## Given request
Rewrite the entries from the line with "For every instance of the blue" up to and including the line with "[(141, 368)]", requests included. Multiply each coordinate in the answers by 0.4 and round to whole numbers, halves up; leave every other line unchanged.

☆ ☆ ☆ ☆ ☆ ☆ ☆

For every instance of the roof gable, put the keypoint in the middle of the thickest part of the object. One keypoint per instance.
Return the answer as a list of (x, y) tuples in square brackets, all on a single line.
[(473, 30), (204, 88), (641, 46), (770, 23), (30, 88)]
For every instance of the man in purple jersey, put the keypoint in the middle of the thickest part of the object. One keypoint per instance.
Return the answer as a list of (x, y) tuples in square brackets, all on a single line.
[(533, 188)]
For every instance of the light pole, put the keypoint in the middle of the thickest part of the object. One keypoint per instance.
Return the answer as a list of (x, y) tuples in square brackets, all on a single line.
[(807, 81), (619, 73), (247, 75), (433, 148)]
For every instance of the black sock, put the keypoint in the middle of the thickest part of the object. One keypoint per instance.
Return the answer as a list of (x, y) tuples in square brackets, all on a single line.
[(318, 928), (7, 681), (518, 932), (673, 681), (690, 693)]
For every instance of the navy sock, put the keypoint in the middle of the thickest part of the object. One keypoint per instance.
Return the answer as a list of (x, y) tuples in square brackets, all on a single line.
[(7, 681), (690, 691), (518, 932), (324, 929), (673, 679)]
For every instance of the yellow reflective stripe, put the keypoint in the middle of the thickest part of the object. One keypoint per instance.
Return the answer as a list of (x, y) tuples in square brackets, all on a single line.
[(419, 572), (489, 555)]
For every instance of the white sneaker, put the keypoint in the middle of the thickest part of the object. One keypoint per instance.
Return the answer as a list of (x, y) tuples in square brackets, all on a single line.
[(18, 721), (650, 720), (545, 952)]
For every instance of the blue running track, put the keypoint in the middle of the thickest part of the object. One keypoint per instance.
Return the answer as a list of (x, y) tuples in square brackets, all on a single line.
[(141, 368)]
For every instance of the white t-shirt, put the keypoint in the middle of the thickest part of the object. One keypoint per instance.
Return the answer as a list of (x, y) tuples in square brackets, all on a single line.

☆ ☆ ☆ ☆ ☆ ☆ ☆

## Task output
For every instance of the blue running track, put the keypoint in the middle of the thickest part of the object. One keypoint per instance.
Return the answer as a list of (x, y) tuples in square brackets, all on a single line.
[(56, 147)]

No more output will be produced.